*Task description*. Decide whether each statement agrees with the cancer transcript. Answer yes or no and quote the transcript's deciding words. 1. The speaker says the TNM staging system is about ten years old. 2. The first question, "what is this?", is answered with imaging scans. 3. In doctor-speak, the answer to "Where is it?" is called the diagnosis.

*Selected extract*.
===============
What is cancer? Part 2

  

Transcript:

Associate Professor Richard Bell (Senior Clinical Consultant): With cancer, we require the answers to the following simple questions: Question number one is always, what is this? And that represents a biopsy - some tissue that is looked at under the microscope.

And here you can see - this is actually the biopsy of the first lady I showed you, so here is someone who has breast cancer tissue.

So question one - what is it? - is always a tissue sample of some sort. Examine it under the microscope, it tells us what it is.

The second question in sorting out the dimensions of the problem is to know ‘Where is it?' And this, in doctor-speak, is called the stage.

You might recall seeing these images that showed the spread of breast cancer to the liver, to the lung, to the pleural cavity where the fluid is sitting and to the bone. This represents advanced stage of cancer.

So clearly here, if we were to treat this patient, which we did, we would need to use a treatment that works in many parts of the body.

Staging is complex, and again it can be very bewildering. There's a new system (and when I say new, it's about 10 years old) called TNM. The T describes the Tumour, the N describes the original lymph glands, such as the armpit glands in the case of breast cancer, and M the presence of absence of metastases.
===============
*Information given*.
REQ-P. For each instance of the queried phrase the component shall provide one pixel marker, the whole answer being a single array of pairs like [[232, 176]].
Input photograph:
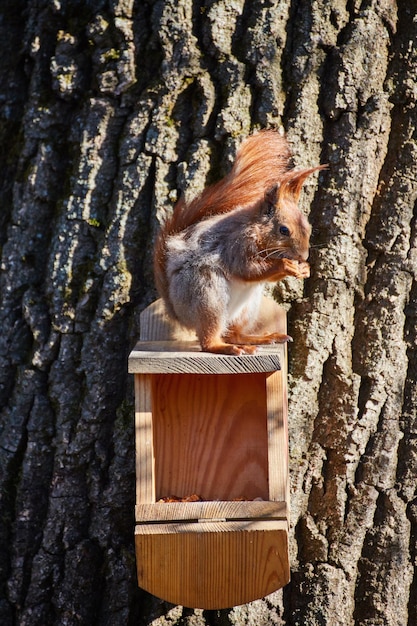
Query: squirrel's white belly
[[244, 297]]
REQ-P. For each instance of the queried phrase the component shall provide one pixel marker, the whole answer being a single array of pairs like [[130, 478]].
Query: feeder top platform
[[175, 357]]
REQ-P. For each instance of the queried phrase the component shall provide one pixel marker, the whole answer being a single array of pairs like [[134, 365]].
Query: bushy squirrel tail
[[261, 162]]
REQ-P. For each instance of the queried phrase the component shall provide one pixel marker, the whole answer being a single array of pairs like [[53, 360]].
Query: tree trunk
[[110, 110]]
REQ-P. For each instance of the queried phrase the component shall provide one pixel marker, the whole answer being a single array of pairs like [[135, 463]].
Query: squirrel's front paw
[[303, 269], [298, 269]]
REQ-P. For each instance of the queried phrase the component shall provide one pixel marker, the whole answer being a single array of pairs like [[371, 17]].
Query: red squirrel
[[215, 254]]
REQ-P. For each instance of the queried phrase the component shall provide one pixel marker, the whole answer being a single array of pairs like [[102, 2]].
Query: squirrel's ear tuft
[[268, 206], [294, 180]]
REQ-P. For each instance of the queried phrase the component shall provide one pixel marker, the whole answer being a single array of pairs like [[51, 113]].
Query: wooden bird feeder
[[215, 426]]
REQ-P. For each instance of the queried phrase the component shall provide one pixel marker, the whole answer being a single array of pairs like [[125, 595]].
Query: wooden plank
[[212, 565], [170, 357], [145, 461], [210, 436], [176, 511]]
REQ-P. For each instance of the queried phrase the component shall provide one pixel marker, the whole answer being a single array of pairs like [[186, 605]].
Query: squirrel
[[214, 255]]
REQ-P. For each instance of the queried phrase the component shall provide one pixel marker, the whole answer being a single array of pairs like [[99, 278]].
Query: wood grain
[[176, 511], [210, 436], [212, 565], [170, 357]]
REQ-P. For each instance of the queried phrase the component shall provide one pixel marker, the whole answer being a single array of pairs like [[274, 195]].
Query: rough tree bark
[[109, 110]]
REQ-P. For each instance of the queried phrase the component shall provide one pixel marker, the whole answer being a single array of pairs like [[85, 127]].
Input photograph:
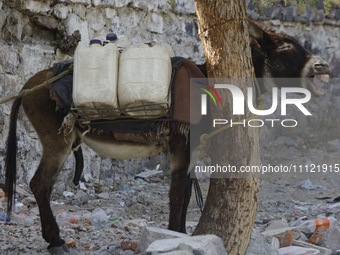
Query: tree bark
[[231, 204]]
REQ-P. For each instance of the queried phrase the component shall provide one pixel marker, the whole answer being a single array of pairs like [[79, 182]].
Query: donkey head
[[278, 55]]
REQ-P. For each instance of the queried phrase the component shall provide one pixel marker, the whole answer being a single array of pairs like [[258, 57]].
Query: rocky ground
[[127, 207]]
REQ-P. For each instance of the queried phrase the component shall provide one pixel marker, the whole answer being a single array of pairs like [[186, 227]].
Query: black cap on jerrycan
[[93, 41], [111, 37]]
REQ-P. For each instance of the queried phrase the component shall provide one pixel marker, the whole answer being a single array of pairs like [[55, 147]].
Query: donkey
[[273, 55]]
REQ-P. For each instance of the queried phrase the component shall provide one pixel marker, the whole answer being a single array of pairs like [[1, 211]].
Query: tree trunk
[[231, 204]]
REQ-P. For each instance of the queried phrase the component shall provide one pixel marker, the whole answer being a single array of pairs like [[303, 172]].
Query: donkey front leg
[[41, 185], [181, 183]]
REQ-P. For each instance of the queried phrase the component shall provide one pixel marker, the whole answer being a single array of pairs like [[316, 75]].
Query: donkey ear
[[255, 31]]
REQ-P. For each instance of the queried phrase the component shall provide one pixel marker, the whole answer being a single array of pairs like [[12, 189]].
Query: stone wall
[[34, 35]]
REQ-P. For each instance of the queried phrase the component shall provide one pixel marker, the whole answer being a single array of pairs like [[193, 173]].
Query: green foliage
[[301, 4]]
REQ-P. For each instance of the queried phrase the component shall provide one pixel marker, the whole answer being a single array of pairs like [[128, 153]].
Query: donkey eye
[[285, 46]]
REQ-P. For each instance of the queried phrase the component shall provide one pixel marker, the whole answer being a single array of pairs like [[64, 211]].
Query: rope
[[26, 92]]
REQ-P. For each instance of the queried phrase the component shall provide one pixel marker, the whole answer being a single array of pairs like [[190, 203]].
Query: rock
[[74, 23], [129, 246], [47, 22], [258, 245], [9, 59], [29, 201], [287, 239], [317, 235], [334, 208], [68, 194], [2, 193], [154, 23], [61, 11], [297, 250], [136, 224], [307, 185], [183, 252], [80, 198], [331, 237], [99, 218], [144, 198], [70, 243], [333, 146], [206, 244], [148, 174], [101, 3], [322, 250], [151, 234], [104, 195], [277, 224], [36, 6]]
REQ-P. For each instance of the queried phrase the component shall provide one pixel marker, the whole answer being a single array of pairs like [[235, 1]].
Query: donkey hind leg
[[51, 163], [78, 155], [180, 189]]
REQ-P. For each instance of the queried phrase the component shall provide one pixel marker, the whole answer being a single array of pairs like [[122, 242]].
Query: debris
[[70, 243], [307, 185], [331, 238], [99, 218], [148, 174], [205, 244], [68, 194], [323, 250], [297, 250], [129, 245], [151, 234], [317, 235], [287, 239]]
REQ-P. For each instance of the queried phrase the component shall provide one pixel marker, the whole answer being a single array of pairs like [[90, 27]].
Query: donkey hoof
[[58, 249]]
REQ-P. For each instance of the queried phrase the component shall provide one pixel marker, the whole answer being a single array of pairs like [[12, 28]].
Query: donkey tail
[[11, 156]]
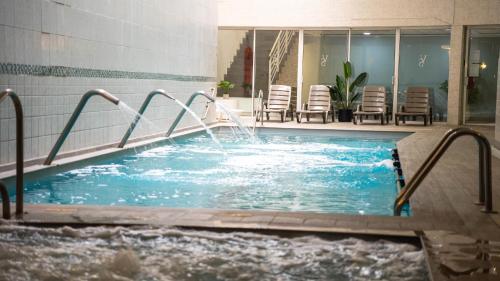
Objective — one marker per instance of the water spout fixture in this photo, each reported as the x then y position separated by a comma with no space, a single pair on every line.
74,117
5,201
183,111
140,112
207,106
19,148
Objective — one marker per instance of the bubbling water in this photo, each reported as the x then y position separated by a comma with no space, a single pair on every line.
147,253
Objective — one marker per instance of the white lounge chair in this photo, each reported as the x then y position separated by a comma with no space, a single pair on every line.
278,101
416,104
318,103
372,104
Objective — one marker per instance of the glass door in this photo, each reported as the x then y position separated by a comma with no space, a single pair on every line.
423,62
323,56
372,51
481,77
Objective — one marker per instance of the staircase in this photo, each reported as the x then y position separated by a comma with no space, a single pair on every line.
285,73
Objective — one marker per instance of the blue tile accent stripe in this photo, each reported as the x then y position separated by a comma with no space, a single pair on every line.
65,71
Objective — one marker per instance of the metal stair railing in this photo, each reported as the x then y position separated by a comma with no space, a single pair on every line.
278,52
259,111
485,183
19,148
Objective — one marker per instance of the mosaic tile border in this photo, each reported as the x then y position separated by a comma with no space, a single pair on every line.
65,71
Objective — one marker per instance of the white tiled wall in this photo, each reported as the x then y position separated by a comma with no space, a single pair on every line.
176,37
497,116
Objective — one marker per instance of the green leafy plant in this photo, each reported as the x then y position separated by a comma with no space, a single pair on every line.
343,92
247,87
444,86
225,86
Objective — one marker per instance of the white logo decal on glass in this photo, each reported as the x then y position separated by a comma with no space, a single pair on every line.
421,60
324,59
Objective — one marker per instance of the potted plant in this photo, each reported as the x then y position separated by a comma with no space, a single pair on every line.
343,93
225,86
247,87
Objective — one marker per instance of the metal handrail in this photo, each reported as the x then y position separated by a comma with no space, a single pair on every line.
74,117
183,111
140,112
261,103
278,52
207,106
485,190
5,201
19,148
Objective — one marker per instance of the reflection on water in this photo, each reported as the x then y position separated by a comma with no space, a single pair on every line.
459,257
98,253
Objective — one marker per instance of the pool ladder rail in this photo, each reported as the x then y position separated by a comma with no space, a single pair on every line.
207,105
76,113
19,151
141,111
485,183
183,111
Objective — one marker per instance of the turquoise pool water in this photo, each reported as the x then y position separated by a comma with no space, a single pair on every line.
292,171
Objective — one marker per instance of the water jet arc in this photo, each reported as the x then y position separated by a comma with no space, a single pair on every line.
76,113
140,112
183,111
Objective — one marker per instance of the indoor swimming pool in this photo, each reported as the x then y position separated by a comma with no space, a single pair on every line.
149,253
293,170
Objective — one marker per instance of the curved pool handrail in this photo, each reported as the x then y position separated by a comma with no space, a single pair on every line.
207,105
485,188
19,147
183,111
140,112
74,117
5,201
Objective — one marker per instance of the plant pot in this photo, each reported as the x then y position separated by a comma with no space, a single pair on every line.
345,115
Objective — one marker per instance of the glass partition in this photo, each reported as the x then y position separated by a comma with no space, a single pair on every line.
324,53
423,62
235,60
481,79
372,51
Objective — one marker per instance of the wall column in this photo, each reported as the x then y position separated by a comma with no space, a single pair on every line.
===============
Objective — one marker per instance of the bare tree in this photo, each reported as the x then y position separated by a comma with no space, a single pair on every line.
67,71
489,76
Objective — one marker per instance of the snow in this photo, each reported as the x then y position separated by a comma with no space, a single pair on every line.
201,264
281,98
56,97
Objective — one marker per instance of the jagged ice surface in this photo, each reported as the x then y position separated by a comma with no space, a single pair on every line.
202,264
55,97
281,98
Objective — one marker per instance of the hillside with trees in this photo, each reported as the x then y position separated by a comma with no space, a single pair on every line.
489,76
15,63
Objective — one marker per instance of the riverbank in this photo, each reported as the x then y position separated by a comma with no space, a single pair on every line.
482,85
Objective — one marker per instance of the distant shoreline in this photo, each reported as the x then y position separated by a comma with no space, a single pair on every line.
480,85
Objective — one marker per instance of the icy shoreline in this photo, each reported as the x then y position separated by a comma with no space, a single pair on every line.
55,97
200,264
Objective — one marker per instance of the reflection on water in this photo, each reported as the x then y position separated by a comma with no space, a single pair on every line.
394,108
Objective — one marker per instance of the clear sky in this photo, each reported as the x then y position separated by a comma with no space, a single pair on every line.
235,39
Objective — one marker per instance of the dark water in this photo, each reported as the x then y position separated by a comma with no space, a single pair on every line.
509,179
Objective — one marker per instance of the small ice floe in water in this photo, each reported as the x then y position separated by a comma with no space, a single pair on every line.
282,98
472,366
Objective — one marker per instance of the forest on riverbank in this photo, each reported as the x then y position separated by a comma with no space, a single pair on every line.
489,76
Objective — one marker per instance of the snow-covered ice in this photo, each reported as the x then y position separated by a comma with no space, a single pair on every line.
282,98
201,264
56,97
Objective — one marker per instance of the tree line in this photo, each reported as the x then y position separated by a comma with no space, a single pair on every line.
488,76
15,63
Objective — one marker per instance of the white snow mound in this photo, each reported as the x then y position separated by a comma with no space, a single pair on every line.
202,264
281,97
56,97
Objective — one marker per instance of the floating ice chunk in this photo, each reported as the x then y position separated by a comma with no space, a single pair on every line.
===============
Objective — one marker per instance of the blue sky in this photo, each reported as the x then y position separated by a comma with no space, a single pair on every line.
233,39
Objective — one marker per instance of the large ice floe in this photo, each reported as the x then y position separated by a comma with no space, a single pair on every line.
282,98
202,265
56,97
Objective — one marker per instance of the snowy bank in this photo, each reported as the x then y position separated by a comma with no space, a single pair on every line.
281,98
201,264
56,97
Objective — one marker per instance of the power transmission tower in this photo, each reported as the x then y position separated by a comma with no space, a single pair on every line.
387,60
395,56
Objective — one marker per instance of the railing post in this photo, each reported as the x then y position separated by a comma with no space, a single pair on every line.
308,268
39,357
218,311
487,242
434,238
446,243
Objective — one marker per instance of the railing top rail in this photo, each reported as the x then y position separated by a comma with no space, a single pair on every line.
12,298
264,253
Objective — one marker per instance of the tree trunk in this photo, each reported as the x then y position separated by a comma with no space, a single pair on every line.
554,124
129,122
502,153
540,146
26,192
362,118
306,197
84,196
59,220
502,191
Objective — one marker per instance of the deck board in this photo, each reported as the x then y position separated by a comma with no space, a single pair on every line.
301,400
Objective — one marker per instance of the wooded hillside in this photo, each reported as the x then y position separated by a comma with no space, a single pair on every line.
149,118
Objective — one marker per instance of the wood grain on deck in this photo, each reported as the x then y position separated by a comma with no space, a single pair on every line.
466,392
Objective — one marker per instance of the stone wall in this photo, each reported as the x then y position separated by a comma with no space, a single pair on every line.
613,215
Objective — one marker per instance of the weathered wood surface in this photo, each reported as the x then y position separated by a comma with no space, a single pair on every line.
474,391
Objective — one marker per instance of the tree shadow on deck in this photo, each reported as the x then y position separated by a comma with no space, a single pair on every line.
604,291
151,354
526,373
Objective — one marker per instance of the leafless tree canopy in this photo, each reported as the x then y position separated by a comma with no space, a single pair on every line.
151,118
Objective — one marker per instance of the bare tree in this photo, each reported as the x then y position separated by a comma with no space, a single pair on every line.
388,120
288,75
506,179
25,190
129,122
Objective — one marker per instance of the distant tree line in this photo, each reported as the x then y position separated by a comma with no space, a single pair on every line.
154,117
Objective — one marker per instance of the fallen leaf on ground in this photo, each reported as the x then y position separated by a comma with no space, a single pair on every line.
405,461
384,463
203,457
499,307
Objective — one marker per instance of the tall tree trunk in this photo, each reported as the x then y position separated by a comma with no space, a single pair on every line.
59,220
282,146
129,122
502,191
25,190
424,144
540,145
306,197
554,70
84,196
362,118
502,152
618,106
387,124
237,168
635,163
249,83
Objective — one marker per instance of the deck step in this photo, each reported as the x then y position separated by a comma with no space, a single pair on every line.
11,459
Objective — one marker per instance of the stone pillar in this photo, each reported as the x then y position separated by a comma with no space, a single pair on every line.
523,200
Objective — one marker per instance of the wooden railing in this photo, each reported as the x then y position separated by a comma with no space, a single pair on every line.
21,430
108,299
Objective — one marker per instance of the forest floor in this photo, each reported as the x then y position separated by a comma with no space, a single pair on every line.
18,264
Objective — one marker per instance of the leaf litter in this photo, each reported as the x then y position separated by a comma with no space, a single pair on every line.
===============
*Your solution*.
1. Yes: "it's about 10 years old"
2. No: "that represents a biopsy - some tissue that is looked at under the microscope"
3. No: "this, in doctor-speak, is called the stage"